(EXTRACTED TEXT)
%%
Laura Cunning-one at Goldman just revised her ptc numbers, but she didn't take ptc off the Goldman recommended list. Here's why, first the numbers:
for FY 98 to 0.75
FY 99 to 1.10
trailing FY 97 at 0.82
Mark Haines, CNBC resident curmudgeon*, suspects (but couldn't confirm) that Goldman does investment banking for PMTC, and this implies that Goldman's posture toward ptc would be inherently biased and so would at best give only mild hints of problems if they were to surface, even if they knew things in greater detail. Thus, the $8 million revenue decrease was clearly the strongest hint she could have given until the company came out and confirmed their problems. Since the Goldman analyst's revenue decrease triggered such a strong reaction, it is clear that the funds involved in PMTC knew how to interpret Laura's "Cunning" call.
so Laura Cunning is now telling the market that ptc will have gone from 35% eps growth mode to negative numbers for 98. So much for a protective backlog.
...and if you go from 97 to 99 the annualized growth rate would be: 15.8% (sq root of 1.10/.82)
guess the p/e will reflect this now.
and a p/e based on the Goldman analyst's this year's 0.75 eps call (if the stock trades at $16): 21.3...a value buyer's play...NOT.
PTC would have to trade down to $12 to have a FY 98 based p/e of 16.
But the bigger issue is one of confidence the street has in a company and their management team.
%%
(WHAT TO DO)
Write the next part of the post about Goldman's revised PTC earnings estimates, picking up from its last sentence.

(Saved entries)
%%
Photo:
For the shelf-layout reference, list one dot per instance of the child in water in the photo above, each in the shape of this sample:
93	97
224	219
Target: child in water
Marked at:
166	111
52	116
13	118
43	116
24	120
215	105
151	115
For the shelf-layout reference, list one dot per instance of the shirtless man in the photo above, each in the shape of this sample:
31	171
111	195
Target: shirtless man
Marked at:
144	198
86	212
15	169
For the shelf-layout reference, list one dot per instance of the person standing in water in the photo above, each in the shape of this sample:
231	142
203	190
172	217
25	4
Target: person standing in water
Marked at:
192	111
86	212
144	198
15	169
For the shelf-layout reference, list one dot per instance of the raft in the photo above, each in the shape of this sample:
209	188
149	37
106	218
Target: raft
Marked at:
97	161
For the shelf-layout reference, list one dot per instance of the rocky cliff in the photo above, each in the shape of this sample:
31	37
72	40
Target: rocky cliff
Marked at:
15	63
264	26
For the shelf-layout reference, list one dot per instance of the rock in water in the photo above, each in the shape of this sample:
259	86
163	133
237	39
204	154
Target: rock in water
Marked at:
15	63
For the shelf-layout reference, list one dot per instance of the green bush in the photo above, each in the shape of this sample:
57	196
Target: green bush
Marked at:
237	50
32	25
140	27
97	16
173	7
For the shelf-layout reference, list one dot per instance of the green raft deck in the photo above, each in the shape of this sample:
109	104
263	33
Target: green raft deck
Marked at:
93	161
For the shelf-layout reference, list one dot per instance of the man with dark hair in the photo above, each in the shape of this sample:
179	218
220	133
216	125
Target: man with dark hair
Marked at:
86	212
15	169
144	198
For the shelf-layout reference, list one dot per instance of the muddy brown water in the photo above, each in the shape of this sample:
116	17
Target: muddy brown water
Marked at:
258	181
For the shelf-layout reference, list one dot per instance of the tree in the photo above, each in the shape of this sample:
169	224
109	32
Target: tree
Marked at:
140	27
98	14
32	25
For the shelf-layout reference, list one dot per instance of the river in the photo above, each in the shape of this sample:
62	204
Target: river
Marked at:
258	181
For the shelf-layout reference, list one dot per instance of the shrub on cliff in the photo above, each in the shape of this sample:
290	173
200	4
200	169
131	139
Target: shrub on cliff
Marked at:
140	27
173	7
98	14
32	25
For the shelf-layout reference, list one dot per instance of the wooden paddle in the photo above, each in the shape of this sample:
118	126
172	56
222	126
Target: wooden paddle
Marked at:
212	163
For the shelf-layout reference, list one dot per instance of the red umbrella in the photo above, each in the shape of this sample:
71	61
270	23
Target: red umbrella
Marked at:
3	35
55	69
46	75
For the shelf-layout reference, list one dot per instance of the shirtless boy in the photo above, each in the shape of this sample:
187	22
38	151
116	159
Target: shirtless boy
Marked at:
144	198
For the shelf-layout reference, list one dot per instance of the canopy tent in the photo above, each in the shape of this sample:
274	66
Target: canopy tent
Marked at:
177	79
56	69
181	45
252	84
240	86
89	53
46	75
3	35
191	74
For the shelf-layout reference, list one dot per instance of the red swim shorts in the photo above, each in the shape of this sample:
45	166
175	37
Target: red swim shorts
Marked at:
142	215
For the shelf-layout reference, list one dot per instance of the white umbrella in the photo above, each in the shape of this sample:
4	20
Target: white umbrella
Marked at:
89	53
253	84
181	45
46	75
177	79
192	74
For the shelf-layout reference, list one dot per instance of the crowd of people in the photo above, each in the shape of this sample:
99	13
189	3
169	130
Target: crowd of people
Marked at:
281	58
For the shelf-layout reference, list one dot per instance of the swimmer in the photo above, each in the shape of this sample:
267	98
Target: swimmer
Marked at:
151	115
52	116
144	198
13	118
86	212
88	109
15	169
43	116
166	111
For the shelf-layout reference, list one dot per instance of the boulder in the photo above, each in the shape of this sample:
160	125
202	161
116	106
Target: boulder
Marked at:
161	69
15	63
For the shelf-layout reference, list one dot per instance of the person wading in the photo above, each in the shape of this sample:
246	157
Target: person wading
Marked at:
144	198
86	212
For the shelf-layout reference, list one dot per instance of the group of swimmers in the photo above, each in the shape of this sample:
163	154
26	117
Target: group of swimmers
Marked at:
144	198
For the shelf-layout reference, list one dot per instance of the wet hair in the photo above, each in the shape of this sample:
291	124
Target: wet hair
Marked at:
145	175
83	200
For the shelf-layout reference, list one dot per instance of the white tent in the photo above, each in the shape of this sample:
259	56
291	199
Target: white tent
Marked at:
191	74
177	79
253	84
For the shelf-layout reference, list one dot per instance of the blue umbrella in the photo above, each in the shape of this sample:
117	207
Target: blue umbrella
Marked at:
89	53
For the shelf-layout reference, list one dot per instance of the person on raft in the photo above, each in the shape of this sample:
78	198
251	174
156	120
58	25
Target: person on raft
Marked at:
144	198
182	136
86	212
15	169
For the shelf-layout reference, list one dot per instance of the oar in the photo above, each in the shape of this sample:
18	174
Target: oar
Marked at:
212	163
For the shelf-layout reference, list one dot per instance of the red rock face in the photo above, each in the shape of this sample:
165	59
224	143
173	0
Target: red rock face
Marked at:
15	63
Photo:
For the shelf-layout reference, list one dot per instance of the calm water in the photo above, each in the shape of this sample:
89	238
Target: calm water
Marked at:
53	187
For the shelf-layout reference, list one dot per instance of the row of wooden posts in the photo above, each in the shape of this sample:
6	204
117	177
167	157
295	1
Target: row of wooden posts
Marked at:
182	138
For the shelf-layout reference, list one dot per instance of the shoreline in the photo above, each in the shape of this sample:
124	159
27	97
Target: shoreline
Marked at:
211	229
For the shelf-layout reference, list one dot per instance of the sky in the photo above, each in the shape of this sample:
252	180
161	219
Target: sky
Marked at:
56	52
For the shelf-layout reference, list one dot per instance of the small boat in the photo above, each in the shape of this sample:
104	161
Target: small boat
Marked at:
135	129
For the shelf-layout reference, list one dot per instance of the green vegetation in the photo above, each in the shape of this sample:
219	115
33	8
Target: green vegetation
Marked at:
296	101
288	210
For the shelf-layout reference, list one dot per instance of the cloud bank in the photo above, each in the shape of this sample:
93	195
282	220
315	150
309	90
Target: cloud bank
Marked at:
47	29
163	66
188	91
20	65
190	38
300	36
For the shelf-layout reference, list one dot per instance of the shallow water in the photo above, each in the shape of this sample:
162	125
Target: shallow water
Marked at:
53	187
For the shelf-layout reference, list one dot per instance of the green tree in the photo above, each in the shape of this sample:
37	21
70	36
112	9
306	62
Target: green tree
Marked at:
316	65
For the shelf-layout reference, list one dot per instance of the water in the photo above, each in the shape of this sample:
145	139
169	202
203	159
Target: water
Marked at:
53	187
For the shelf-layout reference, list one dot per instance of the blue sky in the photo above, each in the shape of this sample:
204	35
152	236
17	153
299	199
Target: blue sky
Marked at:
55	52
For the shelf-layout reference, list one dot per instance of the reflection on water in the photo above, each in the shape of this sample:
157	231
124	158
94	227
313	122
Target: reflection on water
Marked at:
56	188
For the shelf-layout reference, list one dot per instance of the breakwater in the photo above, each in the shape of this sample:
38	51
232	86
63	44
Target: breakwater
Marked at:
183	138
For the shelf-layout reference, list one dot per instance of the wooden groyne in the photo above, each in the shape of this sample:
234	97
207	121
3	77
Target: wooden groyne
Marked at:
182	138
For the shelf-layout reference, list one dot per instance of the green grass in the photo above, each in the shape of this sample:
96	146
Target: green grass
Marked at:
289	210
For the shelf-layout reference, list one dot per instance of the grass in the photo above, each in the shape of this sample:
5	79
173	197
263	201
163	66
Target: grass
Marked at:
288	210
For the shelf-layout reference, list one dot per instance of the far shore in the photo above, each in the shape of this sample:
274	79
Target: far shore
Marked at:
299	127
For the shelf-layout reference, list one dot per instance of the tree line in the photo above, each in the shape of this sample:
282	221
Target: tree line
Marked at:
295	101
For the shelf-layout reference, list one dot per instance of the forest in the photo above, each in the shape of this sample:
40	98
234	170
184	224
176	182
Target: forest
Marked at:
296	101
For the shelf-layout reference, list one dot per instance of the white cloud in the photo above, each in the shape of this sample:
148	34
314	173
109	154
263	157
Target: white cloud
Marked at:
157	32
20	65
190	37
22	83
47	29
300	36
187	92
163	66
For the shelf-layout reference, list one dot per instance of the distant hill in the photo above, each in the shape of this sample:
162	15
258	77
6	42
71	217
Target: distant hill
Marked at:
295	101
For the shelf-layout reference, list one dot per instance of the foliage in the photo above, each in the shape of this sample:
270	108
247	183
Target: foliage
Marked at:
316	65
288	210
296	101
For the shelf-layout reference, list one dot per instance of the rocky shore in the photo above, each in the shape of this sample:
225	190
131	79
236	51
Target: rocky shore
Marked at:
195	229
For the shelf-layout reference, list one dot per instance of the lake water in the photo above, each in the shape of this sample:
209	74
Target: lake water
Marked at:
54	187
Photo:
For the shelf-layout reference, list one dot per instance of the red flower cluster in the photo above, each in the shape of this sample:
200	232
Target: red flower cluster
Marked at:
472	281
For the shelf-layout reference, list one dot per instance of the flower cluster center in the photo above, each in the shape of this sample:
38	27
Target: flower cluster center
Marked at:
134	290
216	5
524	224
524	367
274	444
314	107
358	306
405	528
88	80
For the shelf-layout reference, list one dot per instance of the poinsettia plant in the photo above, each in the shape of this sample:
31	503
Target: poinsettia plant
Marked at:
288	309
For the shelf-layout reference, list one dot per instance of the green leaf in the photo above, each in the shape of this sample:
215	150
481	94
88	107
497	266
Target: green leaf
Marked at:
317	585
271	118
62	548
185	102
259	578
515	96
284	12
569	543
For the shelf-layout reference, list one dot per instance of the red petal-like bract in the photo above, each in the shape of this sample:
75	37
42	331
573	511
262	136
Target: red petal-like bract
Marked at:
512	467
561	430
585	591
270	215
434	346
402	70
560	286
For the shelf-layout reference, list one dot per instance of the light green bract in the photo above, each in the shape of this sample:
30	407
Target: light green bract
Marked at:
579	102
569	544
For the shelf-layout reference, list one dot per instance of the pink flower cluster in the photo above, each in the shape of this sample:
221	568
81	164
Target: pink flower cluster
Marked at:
%%
(EXERCISE RESPONSE)
SDRC went thru this "losing of Wall Street's confidence" scenerio in 1994. In fact Laura C was the most burned analyst from that event. So you can see why she hates SDRC and now will learn to hate PMTC. Maybe she should start covering another sector (either that or get treatment at a burn unit). When SDRC mishandled things in 1994, they had to change the entire management team and the new folks have had to work their asses off the regain a semblence of wall street credibility...which, even to this day is limited. The SDRC ship was fixed and is sailing a strong and more conservative course now. Since they went into enterprise PDM over 2 years ago, that's a substantial head start. PMTC's conf call confirmed that SDRC had the correct strategy of moving into the PDM markets and sdrc is far ahead with working product (Metaphase) that they can showcase courtesy of Ford's Worldwide Enterprise...vaporware it's not. Enterprise PDM is a situation where long term relationships are key. Still there was a buying opportunity in 1994 that occurred for long termers...SDRC was a $5 stock back then, but it took courage to be a buyer in the face of such an ugly situation. I suspect that there are similarities that are occurring with pmtc but there will be great pain for current ptc shareholders. That is if you trust their current management team. Hmmm.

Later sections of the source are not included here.